Report each line of the data below in which "tree" appears.

=== Available records ===
* * * * *

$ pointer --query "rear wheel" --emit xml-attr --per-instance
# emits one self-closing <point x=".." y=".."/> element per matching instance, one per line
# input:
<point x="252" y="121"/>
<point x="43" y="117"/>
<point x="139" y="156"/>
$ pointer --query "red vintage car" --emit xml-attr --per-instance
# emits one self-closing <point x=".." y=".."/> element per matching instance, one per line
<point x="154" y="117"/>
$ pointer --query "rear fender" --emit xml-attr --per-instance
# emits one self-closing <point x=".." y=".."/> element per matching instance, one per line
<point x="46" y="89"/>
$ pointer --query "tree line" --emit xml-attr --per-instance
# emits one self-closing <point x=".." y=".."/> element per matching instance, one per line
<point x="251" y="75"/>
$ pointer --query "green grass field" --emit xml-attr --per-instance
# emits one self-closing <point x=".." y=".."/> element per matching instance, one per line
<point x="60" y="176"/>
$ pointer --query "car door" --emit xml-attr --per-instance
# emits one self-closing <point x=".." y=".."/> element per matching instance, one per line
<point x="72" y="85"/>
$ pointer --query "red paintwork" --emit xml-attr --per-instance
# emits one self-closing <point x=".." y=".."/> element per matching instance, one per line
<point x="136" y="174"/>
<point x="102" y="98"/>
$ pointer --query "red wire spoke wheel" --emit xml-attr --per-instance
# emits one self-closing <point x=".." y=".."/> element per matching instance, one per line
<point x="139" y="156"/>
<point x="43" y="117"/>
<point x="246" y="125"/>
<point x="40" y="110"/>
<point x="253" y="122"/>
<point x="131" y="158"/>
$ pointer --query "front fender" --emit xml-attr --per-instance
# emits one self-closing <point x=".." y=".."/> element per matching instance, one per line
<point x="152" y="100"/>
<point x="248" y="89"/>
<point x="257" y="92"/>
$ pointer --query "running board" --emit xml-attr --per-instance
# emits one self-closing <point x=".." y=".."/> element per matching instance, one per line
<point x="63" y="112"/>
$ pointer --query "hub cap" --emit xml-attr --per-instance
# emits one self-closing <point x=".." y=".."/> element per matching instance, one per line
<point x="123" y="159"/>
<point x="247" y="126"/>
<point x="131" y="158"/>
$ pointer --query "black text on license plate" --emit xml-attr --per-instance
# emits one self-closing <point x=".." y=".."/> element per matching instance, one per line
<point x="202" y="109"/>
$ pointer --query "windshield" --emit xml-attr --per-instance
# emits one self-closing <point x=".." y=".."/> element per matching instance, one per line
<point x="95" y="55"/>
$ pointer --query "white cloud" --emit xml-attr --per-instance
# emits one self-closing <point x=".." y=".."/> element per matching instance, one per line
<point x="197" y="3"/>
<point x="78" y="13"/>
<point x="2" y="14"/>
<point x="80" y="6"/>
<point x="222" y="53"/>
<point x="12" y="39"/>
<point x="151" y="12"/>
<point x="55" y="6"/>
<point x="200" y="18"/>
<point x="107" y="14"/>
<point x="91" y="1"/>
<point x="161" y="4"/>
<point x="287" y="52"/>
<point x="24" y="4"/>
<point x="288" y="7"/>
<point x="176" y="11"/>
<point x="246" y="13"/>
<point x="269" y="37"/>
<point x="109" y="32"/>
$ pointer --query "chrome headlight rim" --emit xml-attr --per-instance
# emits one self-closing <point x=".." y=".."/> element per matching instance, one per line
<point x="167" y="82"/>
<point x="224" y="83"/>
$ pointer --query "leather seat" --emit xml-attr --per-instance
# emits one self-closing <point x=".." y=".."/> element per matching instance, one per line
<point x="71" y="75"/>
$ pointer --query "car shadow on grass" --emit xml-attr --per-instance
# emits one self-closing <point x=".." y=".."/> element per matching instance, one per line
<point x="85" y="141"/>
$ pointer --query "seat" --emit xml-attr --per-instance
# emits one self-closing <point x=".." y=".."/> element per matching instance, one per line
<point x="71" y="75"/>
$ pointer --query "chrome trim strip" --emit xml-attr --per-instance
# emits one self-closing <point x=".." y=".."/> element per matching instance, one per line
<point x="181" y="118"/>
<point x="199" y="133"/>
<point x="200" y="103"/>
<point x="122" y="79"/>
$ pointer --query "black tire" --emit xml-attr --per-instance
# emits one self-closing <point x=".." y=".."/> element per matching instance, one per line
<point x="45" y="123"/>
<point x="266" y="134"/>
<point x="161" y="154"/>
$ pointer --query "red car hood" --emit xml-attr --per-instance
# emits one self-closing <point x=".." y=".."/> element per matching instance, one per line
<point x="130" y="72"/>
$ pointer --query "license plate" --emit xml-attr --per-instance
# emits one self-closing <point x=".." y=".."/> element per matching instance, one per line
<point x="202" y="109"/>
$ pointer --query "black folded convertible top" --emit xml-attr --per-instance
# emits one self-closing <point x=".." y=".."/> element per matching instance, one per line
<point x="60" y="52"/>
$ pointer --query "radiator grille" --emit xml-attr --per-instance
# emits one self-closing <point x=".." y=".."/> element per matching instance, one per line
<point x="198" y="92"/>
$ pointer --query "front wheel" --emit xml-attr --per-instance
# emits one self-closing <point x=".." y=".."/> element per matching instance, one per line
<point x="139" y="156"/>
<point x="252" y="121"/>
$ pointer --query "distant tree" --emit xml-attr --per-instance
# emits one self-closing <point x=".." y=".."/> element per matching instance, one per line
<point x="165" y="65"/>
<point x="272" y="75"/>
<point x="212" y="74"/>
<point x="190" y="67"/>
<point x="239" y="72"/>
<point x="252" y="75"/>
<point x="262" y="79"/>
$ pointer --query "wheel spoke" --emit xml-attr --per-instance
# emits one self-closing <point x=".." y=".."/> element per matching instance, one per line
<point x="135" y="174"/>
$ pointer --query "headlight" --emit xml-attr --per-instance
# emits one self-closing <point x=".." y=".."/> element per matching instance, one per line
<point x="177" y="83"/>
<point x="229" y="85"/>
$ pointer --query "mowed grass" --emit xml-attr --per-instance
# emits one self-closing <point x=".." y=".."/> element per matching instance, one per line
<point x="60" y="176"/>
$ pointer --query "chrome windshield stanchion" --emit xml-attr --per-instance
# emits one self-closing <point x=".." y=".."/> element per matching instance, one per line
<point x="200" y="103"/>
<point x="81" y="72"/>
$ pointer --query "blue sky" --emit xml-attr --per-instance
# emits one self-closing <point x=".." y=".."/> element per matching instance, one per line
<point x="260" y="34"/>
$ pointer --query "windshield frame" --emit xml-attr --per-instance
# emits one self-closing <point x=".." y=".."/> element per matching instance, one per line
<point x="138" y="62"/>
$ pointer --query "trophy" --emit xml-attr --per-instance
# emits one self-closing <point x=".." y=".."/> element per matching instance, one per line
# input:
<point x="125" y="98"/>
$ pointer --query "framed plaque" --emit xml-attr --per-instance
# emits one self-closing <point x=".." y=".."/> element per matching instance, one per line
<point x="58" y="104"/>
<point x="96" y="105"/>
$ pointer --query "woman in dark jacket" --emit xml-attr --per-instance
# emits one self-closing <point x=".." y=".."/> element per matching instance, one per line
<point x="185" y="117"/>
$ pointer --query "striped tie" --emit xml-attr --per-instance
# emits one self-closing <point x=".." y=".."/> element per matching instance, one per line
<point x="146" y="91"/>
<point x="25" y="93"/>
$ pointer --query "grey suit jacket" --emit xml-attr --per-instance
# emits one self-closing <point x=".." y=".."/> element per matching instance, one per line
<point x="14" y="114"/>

* * * * *

=== Answer for the task ===
$ pointer --query "tree line" --emit xml-attr --per-instance
$ pointer --query "distant tree" --emit xml-attr --per-instance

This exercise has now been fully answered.